[Textauszug]:
**********

In der komplizierten politischen und wirtschaftlichen Gemengelage nach dem Zweiten Weltkrieg beschließen die Westalliierten, zumindest in ihren Gebieten eine einheitliche staatliche Ordnung anzustreben. Am 1. Juli 1948 ermächtigen sie die elf westdeutschen Ministerpräsidenten, binnen zwei Monaten eine verfassungsgebende Versammlung einzuberufen. Deren Aufgabe soll darin bestehen, eine Verfassung nach dem Leitbild einer föderalen demokratisch-parlamentarischen Ordnung zu erarbeiten.

Keine Verfassung, sondern Grundgesetz

Begleitet von vielen Diskussionen beginnen die Vorbereitungen. Die Ministerpräsidenten der westdeutschen Länder treffen sich Anfang Juli 1948 auf dem Rittersturz, einem Aussichtpunkt bei Koblenz, und beraten über die Konsequenzen des Auftrags.

**********

[Arbeitsaufträge]:
a. Schreiben Sie aus dem Text über die Entstehung des Grundgesetzes die Stelle ab, die bei „Begleitet von vielen“ anfängt und bei „Konsequenzen des Auftrags.“ aufhört.
b. Führen Sie den Text über die Entstehung des Grundgesetzes nach seinem letzten Satz weiter.
Die anschließenden Zeilen sind eigenständiges Material und gehören nicht zum Text über die Entstehung des Grundgesetzes.

[Erfasste Angaben]:
**********

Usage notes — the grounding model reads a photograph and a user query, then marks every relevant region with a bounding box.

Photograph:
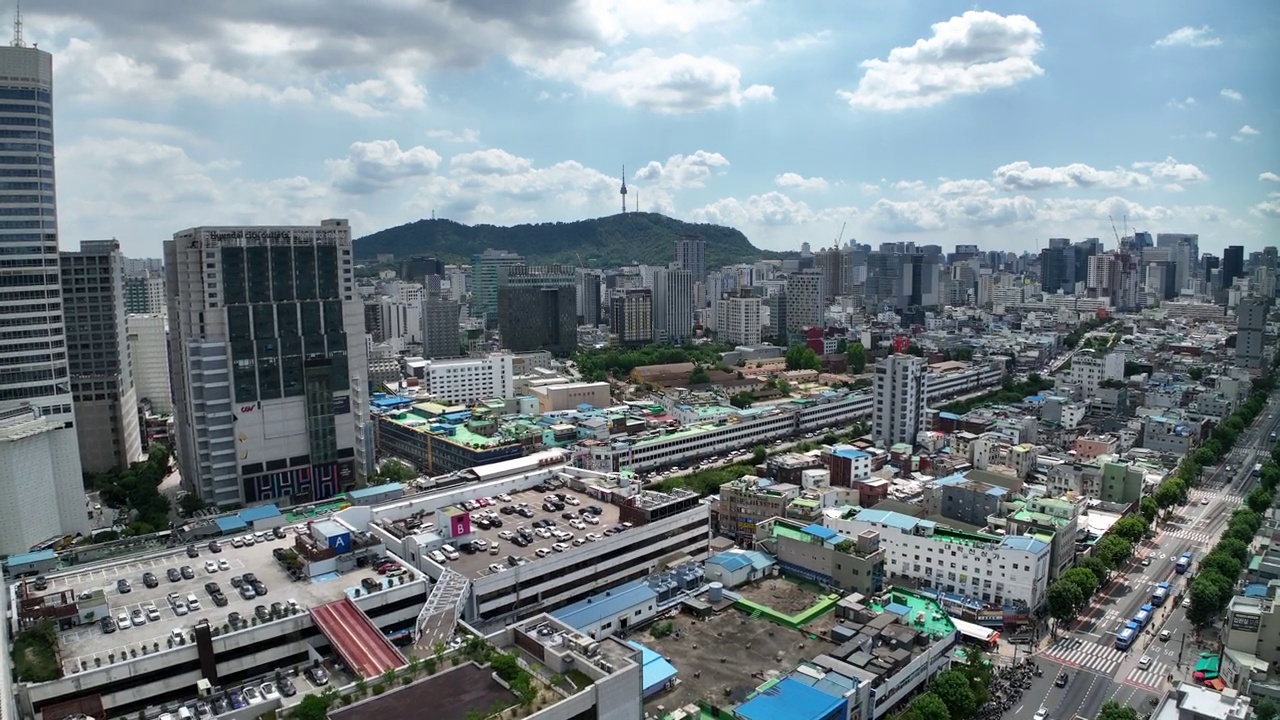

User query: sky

**********

[Lösungen]:
a.
Begleitet von vielen Diskussionen beginnen die Vorbereitungen. Die Ministerpräsidenten der westdeutschen Länder treffen sich Anfang Juli 1948 auf dem Rittersturz, einem Aussichtpunkt bei Koblenz, und beraten über die Konsequenzen des Auftrags.

b.
Sie sehen die Gefahr, dass mit Einführung einer Verfassung in den westlichen Ländern die Teilung Deutschlands vertieft und die Einheit des Landes gefährdet wird. Um dem zu begegnen, beschließen sie, statt der verfassungsgebenden Versammlung einen Parlamentarischen Rat einzuberufen und keine Verfassung, sondern höchstens ein Organisationsstatut oder ein Grundgesetz zu verabschieden.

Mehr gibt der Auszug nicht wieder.